• GIVEN RECORDS
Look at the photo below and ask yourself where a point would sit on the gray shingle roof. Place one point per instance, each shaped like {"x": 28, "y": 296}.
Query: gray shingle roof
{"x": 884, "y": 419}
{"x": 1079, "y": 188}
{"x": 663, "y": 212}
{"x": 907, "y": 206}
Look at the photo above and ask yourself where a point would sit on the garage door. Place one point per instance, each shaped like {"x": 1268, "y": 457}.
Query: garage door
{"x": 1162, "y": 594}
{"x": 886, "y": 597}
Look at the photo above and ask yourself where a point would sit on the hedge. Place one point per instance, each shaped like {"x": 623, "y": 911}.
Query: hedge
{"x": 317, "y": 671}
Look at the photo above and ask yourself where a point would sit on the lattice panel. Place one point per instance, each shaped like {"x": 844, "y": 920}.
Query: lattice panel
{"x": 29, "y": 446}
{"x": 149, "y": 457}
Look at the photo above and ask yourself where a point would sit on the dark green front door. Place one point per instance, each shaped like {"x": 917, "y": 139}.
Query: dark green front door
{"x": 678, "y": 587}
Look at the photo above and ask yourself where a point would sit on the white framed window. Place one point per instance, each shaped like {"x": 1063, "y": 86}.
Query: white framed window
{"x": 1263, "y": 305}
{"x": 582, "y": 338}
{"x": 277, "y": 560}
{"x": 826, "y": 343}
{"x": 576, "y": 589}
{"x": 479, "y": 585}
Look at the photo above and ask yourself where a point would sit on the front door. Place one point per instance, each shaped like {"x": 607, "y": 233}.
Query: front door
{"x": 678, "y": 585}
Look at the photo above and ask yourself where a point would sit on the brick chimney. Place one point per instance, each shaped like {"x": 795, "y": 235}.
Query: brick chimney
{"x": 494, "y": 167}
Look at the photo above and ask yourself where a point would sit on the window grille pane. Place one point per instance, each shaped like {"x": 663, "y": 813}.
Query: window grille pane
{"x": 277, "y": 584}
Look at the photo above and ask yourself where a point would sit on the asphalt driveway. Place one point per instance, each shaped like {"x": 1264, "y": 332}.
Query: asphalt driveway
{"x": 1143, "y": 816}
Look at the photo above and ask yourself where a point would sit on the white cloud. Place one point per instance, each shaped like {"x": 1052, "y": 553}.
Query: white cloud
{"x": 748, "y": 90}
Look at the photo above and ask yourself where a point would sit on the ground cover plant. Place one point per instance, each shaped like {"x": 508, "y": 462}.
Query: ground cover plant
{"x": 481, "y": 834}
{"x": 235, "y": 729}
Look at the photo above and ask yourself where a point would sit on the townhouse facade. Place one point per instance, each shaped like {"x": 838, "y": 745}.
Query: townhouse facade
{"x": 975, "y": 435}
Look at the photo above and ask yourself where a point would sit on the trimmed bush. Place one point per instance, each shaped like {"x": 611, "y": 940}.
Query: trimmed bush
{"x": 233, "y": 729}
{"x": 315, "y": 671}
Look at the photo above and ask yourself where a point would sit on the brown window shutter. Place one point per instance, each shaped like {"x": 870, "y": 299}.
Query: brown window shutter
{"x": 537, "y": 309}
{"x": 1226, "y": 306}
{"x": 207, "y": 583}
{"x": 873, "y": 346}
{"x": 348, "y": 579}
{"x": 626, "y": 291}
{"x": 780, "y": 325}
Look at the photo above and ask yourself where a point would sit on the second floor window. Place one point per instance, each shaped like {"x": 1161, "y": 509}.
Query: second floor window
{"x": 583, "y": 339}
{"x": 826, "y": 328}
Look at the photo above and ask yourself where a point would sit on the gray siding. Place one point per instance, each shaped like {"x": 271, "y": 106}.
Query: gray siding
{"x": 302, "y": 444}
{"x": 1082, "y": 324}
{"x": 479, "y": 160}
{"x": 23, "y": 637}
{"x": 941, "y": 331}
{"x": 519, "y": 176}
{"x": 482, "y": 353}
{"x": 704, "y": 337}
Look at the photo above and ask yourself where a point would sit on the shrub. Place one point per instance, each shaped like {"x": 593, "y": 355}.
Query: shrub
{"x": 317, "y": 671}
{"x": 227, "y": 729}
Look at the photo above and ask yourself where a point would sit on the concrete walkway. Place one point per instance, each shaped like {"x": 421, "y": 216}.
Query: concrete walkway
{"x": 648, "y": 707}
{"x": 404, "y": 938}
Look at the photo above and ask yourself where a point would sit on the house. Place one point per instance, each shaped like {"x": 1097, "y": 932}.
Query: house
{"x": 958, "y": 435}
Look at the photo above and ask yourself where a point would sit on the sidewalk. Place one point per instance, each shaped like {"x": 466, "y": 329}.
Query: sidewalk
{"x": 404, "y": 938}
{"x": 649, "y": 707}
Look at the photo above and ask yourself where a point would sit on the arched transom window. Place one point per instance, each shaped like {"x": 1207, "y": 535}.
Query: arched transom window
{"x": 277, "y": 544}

• YOUR INSTRUCTIONS
A verbatim copy of the listing above, starting from the line with "Query: shrub" and running to its last line, is the only output needed.

• COMPLETED TASK
Query: shrub
{"x": 317, "y": 671}
{"x": 227, "y": 729}
Look at the photo above and ask yourself where a point would sit on the concrete walkway. Place one point per instance, each shaped like {"x": 421, "y": 216}.
Query: concrete walkway
{"x": 648, "y": 707}
{"x": 404, "y": 938}
Look at the photo above and ask yourself where a point would sit on the house. Place one point per instance, each shaped like {"x": 1097, "y": 932}.
Query: house
{"x": 958, "y": 435}
Look at the photo above and ask yourself where a point would sit on the sidewalk. Place one point per instance, each shaped like {"x": 466, "y": 329}.
Query: sidewalk
{"x": 404, "y": 938}
{"x": 649, "y": 707}
Look at the photo above and ask yourself where a point would sit on the arched transom window. Place one point per instance, each shaped like {"x": 1207, "y": 535}.
Query: arched transom window
{"x": 277, "y": 544}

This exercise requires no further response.